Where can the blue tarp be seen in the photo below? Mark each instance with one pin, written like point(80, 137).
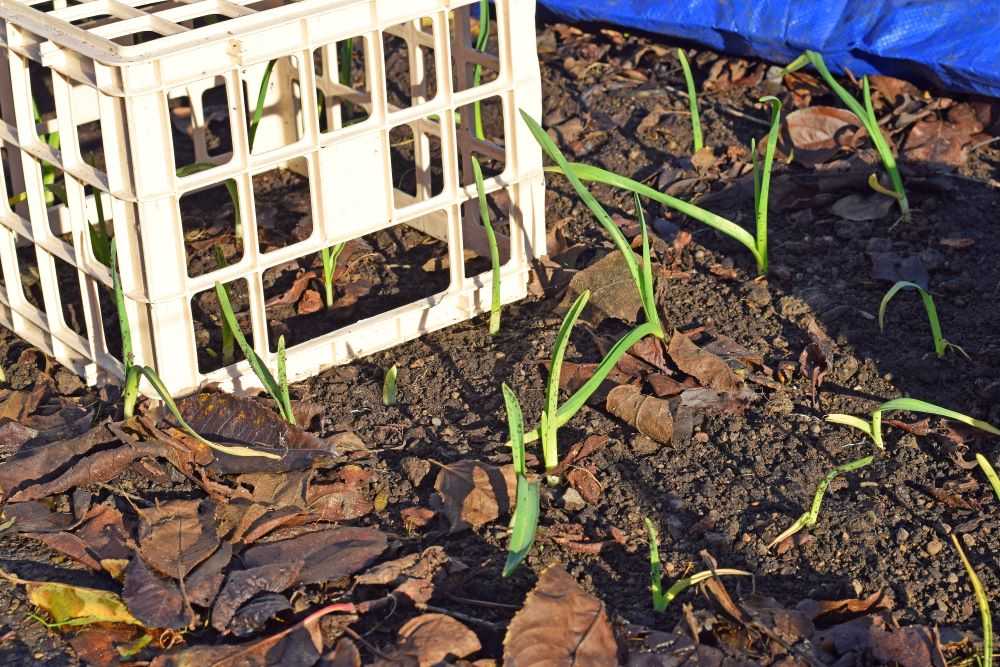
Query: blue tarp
point(947, 44)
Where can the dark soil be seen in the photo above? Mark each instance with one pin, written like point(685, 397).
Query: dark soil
point(741, 479)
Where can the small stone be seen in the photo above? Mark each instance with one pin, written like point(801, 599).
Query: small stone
point(759, 295)
point(416, 469)
point(644, 445)
point(68, 383)
point(573, 501)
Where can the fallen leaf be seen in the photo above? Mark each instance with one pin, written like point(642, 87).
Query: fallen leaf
point(816, 359)
point(294, 292)
point(226, 418)
point(57, 467)
point(612, 292)
point(327, 554)
point(299, 646)
point(242, 585)
point(429, 639)
point(204, 582)
point(858, 208)
point(560, 624)
point(471, 493)
point(311, 302)
point(176, 535)
point(75, 605)
point(818, 133)
point(933, 140)
point(649, 415)
point(344, 654)
point(584, 480)
point(414, 575)
point(825, 613)
point(958, 243)
point(156, 602)
point(254, 615)
point(706, 367)
point(892, 88)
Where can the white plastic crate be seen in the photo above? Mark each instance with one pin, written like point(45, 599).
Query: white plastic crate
point(122, 80)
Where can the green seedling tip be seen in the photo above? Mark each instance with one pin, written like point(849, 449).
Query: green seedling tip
point(940, 344)
point(589, 173)
point(491, 238)
point(524, 523)
point(277, 391)
point(569, 171)
point(692, 100)
point(389, 386)
point(866, 114)
point(990, 472)
point(515, 422)
point(984, 603)
point(550, 451)
point(809, 518)
point(660, 601)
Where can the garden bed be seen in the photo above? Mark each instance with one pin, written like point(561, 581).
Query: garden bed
point(742, 474)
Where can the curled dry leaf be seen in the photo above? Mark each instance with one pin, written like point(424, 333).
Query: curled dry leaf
point(858, 208)
point(75, 605)
point(242, 585)
point(59, 466)
point(299, 646)
point(816, 359)
point(704, 366)
point(612, 292)
point(226, 418)
point(156, 602)
point(651, 416)
point(176, 535)
point(253, 615)
point(429, 639)
point(326, 555)
point(471, 493)
point(415, 575)
point(818, 133)
point(937, 141)
point(560, 624)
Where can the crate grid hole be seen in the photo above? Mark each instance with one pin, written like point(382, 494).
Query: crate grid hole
point(242, 142)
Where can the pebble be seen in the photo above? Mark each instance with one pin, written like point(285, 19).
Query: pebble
point(573, 501)
point(759, 295)
point(934, 547)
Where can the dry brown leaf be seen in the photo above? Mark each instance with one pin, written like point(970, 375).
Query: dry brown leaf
point(818, 133)
point(471, 493)
point(859, 208)
point(704, 366)
point(560, 624)
point(937, 141)
point(327, 554)
point(176, 535)
point(157, 602)
point(649, 415)
point(816, 359)
point(429, 639)
point(301, 644)
point(612, 292)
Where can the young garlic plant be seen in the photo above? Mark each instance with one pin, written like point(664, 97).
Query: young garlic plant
point(865, 114)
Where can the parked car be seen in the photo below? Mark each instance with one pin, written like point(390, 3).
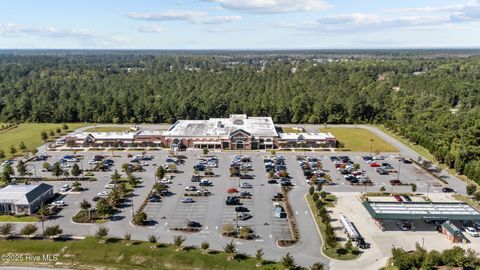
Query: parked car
point(205, 182)
point(65, 188)
point(471, 231)
point(382, 171)
point(246, 185)
point(191, 188)
point(187, 200)
point(232, 200)
point(59, 203)
point(245, 176)
point(103, 193)
point(395, 182)
point(243, 216)
point(165, 181)
point(447, 190)
point(193, 224)
point(110, 186)
point(405, 226)
point(241, 209)
point(245, 194)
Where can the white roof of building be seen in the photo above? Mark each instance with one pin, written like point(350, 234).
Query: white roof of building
point(127, 135)
point(222, 127)
point(306, 136)
point(22, 194)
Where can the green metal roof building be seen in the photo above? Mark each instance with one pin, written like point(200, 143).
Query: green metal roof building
point(422, 210)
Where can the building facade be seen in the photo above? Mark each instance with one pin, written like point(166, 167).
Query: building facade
point(24, 199)
point(235, 133)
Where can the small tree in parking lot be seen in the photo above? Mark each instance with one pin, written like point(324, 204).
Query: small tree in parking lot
point(140, 218)
point(76, 170)
point(160, 173)
point(115, 176)
point(29, 229)
point(53, 230)
point(204, 246)
point(101, 233)
point(7, 229)
point(471, 189)
point(153, 239)
point(414, 187)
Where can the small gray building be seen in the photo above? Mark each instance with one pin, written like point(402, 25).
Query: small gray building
point(24, 199)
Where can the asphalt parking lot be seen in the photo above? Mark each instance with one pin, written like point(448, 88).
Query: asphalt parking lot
point(211, 212)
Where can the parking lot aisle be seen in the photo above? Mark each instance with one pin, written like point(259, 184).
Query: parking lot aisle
point(214, 215)
point(263, 206)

## What is asked:
Rewrite all of the material above with "marker" substituted for every "pin", changing nothing else. Leave the pictures out of your answer.

## Completed task:
Where can the blue tarp be seen in the photo below? Mark each instance with one marker, written like point(80, 137).
Query: blue tarp
point(947, 44)
Where can the dark soil be seen in the photo above? Mark each instance with one marker, written like point(685, 397).
Query: dark soil
point(741, 479)
Where can the small stone be seen in the photo above? Mark each instance with one marker, written like point(801, 599).
Query: small stone
point(759, 295)
point(416, 469)
point(644, 445)
point(68, 383)
point(573, 501)
Where can the fallen leaf be seen in the photo above? Mark each instance with one marker, written like point(642, 87).
Query: fallen leaf
point(816, 359)
point(294, 292)
point(226, 418)
point(57, 467)
point(612, 292)
point(327, 554)
point(299, 646)
point(242, 585)
point(429, 639)
point(204, 582)
point(858, 208)
point(560, 624)
point(471, 493)
point(311, 302)
point(176, 535)
point(75, 605)
point(818, 133)
point(933, 140)
point(649, 415)
point(344, 654)
point(584, 480)
point(414, 575)
point(825, 613)
point(958, 243)
point(156, 602)
point(254, 615)
point(706, 367)
point(892, 88)
Where can the white plastic crate be seen in the photo above? Mark each instance with one marker, written like point(45, 599).
Query: white plastic crate
point(122, 80)
Where can the green seedling tip be seen in the photo above? Mark each instance with one marker, written like point(849, 449).
Query: green seedling tip
point(940, 344)
point(589, 173)
point(491, 238)
point(524, 523)
point(277, 391)
point(569, 171)
point(692, 100)
point(389, 386)
point(866, 114)
point(990, 472)
point(515, 422)
point(984, 603)
point(550, 451)
point(809, 518)
point(660, 601)
Where can the garden bed be seen in the photo above? Mark each instance with one marker, written like point(561, 581).
Query: garden bed
point(742, 474)
Where can the curled dry leaf be seen in the photo above? Mark each instance with one marker, written like point(424, 333).
Query: curled dry leaf
point(858, 208)
point(75, 605)
point(242, 585)
point(59, 466)
point(299, 646)
point(816, 359)
point(704, 366)
point(612, 292)
point(226, 418)
point(156, 602)
point(651, 416)
point(176, 535)
point(253, 615)
point(429, 639)
point(326, 555)
point(471, 493)
point(415, 575)
point(818, 133)
point(937, 141)
point(560, 624)
Where can the crate grid hole be seen in the photo above? Mark each instance with one marker, written like point(382, 494).
Query: crate grid hole
point(242, 142)
Where can the pebble be seen in the photo above? Mark each instance with one marker, written like point(285, 19).
Query: pebble
point(573, 501)
point(759, 295)
point(934, 547)
Where can the dry brown leaf be seen in the photo above? Mark each instance with one marker, written like point(970, 375).
Query: dry brown leaf
point(818, 133)
point(471, 493)
point(859, 208)
point(704, 366)
point(560, 624)
point(937, 141)
point(327, 554)
point(176, 535)
point(157, 602)
point(649, 415)
point(816, 359)
point(429, 639)
point(301, 644)
point(612, 292)
Where can the young garlic plant be seen in the photo above? Mark each instance with one marker, written like point(664, 97).
Query: young garlic plant
point(865, 114)
Where can the parked car be seen in the photo below? Mark each instance with one marker, written like point(390, 3).
Query: parked car
point(205, 182)
point(65, 188)
point(471, 231)
point(382, 171)
point(246, 185)
point(191, 188)
point(187, 200)
point(232, 200)
point(59, 203)
point(245, 176)
point(103, 193)
point(395, 182)
point(243, 216)
point(165, 181)
point(447, 190)
point(193, 224)
point(110, 186)
point(405, 226)
point(241, 209)
point(245, 194)
Where can the white roof of building be seen in the photo above? Mark each instance with one marker, written like point(350, 234).
Query: white roof of building
point(127, 135)
point(222, 127)
point(306, 136)
point(22, 194)
Where can the green metal roof building be seen in the photo above? Mark each instance with one marker, written like point(200, 143).
Query: green metal roof building
point(422, 210)
Where can the building facade be seen in the photo above? Mark each instance with one marker, written like point(166, 167).
Query: building facade
point(24, 199)
point(235, 133)
Where can the small tree in parking lot be seen in the photo above? Mark each instance with one marker, written like point(324, 204).
Query: small tree in parking lot
point(140, 218)
point(76, 170)
point(160, 173)
point(115, 176)
point(29, 229)
point(53, 230)
point(204, 246)
point(101, 233)
point(7, 229)
point(471, 189)
point(153, 239)
point(414, 187)
Where can the small gray building be seen in the photo above? Mark each instance with one marker, written like point(402, 25).
Query: small gray building
point(24, 199)
Where can the asphalt parking lot be seen in the photo above? Mark each instance with one marker, written like point(448, 88).
Query: asphalt parking lot
point(211, 212)
Where can the parking lot aisle be seen in the photo above? Mark each instance with one marker, written like point(259, 184).
Query: parking lot aisle
point(214, 215)
point(263, 206)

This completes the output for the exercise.